_Consigne 1:_
Sélectionnez dans la liste ci-dessous chaque ligne qui contient la chaîne "every", en tenant compte de la casse.
==== Extrait fourni
La loi martiale en Pologne

Stéphane Meylac

Dates

Il y a dix ans ; La loi martiale en Pologne

Le Monde, 15 décembre 1991

ES Polonais qui branchent, ce dimanche 13 décembre 1981 au matin, leur radio ou leur téléviseur entendent, stupéfaits, le général Jaruzelski, premier secrétaire du Parti communiste (POUP), chef du gouvernement et ministre de la défense, annoncer d'une voix grave et monocorde que le pays, régi par la loi martiale, est désormais gouverné par un " conseil militaire de salut national ", dont il est le président. Les incrédules peuvent, s'ils sont citadins, s'en convaincre d'un coup d'oeil par la fenêtre : çà et là, les masses sombres des blindés de transport de troupes se détachent sur le manteau de neige. Les téléphones restent désespérément muets.

Inlassablement rediffusée sur les ondes, l'adresse aux accents lourdement patriotiques du général Jaruzelski alterne en cours de journée avec des communiqués lus par des speakers en uniforme, qui déclinent les règles du nouvel ordre juridique : les libertés de réunion, d'association, de manifestation sont suspendues, de même que l'inviolabilité du domicile ou de la correspondance et le droit de grève. Une législation d'exception instaure une procédure pénale sommaire et permet à l'autorité administrative d'interner tout citoyen de plus de dix-sept ans soupçonné de " mener une activité dangereuse pour les intérêts de la sécurité de l'Etat ". Les frontières sont fermées, les déplacements soumis à des règles draconiennes, un couvre-feu proclamé ; les administrations et les grandes entreprises sont placées sous régime militaire.
========
==== Liste fournie
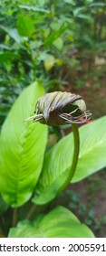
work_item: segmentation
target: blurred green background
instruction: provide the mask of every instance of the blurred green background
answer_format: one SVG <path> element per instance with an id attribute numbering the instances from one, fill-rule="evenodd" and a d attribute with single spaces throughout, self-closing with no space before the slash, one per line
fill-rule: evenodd
<path id="1" fill-rule="evenodd" d="M 34 80 L 42 80 L 46 92 L 81 94 L 92 120 L 105 115 L 106 0 L 4 0 L 0 9 L 0 125 L 22 90 Z M 66 133 L 50 128 L 48 145 Z M 102 237 L 105 181 L 102 170 L 60 197 Z"/>

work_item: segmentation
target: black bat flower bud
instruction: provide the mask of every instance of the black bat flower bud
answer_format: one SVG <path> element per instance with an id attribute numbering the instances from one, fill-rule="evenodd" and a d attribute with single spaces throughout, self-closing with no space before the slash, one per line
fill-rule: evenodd
<path id="1" fill-rule="evenodd" d="M 26 121 L 39 121 L 47 125 L 82 123 L 91 118 L 82 96 L 71 92 L 54 91 L 38 99 L 34 115 Z"/>

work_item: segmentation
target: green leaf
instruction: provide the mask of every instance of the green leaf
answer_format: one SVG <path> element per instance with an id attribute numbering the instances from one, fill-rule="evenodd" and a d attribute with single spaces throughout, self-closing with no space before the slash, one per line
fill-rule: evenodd
<path id="1" fill-rule="evenodd" d="M 54 40 L 56 40 L 66 29 L 67 29 L 67 26 L 62 26 L 60 27 L 60 29 L 55 30 L 53 32 L 53 34 L 51 34 L 44 41 L 44 46 L 46 48 L 48 48 L 49 46 L 51 46 L 53 44 L 53 42 Z"/>
<path id="2" fill-rule="evenodd" d="M 75 5 L 75 3 L 73 0 L 63 0 L 63 2 L 65 2 L 66 4 L 71 4 L 72 5 Z"/>
<path id="3" fill-rule="evenodd" d="M 8 208 L 7 204 L 4 201 L 4 199 L 0 196 L 0 215 L 3 214 L 7 209 L 7 208 Z"/>
<path id="4" fill-rule="evenodd" d="M 80 132 L 80 155 L 72 182 L 78 182 L 106 166 L 106 117 L 83 125 Z M 58 195 L 71 171 L 72 133 L 59 141 L 45 155 L 33 201 L 45 204 Z"/>
<path id="5" fill-rule="evenodd" d="M 34 11 L 34 12 L 41 12 L 41 13 L 47 13 L 49 14 L 50 11 L 49 10 L 46 10 L 46 9 L 43 9 L 43 8 L 38 8 L 38 7 L 35 7 L 35 6 L 32 6 L 32 5 L 19 5 L 19 7 L 21 9 L 26 9 L 26 10 L 31 10 L 31 11 Z"/>
<path id="6" fill-rule="evenodd" d="M 19 58 L 20 58 L 19 54 L 13 53 L 11 51 L 5 51 L 0 53 L 0 64 L 8 61 L 12 62 L 14 60 L 19 59 Z"/>
<path id="7" fill-rule="evenodd" d="M 47 126 L 24 120 L 33 114 L 37 99 L 43 94 L 40 82 L 24 90 L 1 132 L 0 191 L 12 207 L 30 198 L 41 173 Z"/>
<path id="8" fill-rule="evenodd" d="M 14 40 L 16 41 L 18 44 L 24 42 L 24 40 L 26 41 L 27 38 L 26 37 L 22 37 L 19 34 L 16 28 L 9 28 L 6 27 L 5 26 L 0 26 L 0 27 L 5 31 L 6 33 L 8 33 L 8 35 Z"/>
<path id="9" fill-rule="evenodd" d="M 17 19 L 17 30 L 22 37 L 31 37 L 34 32 L 34 26 L 31 17 L 20 15 Z"/>
<path id="10" fill-rule="evenodd" d="M 9 238 L 93 238 L 91 229 L 63 207 L 56 207 L 39 220 L 10 229 Z"/>
<path id="11" fill-rule="evenodd" d="M 78 182 L 106 166 L 106 116 L 80 129 L 81 150 L 72 182 Z"/>
<path id="12" fill-rule="evenodd" d="M 46 54 L 46 58 L 43 60 L 43 65 L 44 65 L 45 70 L 46 71 L 51 70 L 51 69 L 53 67 L 54 63 L 55 63 L 55 59 L 54 59 L 53 55 Z"/>
<path id="13" fill-rule="evenodd" d="M 53 46 L 55 46 L 59 50 L 62 50 L 63 46 L 63 41 L 61 37 L 58 37 L 56 40 L 53 41 Z"/>

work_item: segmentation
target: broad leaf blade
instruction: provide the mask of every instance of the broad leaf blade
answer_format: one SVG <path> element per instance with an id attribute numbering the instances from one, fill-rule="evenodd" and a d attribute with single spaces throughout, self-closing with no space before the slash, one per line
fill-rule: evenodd
<path id="1" fill-rule="evenodd" d="M 17 30 L 22 37 L 32 37 L 34 32 L 34 26 L 31 17 L 19 16 L 17 20 Z"/>
<path id="2" fill-rule="evenodd" d="M 79 129 L 81 148 L 76 172 L 72 182 L 78 182 L 106 165 L 106 117 Z M 33 201 L 45 204 L 58 190 L 71 171 L 73 152 L 72 133 L 63 138 L 47 154 L 43 170 Z"/>
<path id="3" fill-rule="evenodd" d="M 57 207 L 39 222 L 11 229 L 10 238 L 93 238 L 91 229 L 63 207 Z"/>
<path id="4" fill-rule="evenodd" d="M 47 127 L 24 122 L 33 114 L 43 88 L 34 82 L 26 88 L 5 120 L 0 144 L 0 191 L 12 207 L 32 196 L 41 173 L 47 139 Z"/>
<path id="5" fill-rule="evenodd" d="M 72 182 L 78 182 L 106 166 L 106 117 L 82 126 L 80 140 L 79 161 Z"/>

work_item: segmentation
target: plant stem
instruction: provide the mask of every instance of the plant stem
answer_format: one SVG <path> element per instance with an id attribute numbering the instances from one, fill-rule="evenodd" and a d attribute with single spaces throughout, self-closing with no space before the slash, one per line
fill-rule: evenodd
========
_Consigne 2:_
Reformulez sous forme de liste le paragraphe de l'extrait fourni ci-dessus qui commence par « Inlassablement rediffusée sur les ondes », en conservant ses faits principaux.

_Résultat attendu 1:_
instruction: provide the mask of every instance of the blurred green background
instruction: provide the mask of every instance of the black bat flower bud
instruction: provide the mask of every instance of the green leaf
instruction: provide the mask of every instance of the broad leaf blade
instruction: provide the mask of every instance of the plant stem

_Résultat attendu 2:_
- L'allocution du général Jaruzelski est rediffusée sans cesse et alterne avec des communiqués lus par des speakers en uniforme.
- Les libertés de réunion, d'association et de manifestation sont suspendues, tout comme l'inviolabilité du domicile et de la correspondance et le droit de grève.
- Une législation d'exception instaure une procédure pénale sommaire.
- L'autorité administrative peut interner tout citoyen de plus de dix-sept ans soupçonné de « mener une activité dangereuse pour les intérêts de la sécurité de l'Etat ».
- Les frontières sont fermées, les déplacements sont soumis à des règles draconiennes et un couvre-feu est proclamé.
- Les administrations et les grandes entreprises passent sous régime militaire.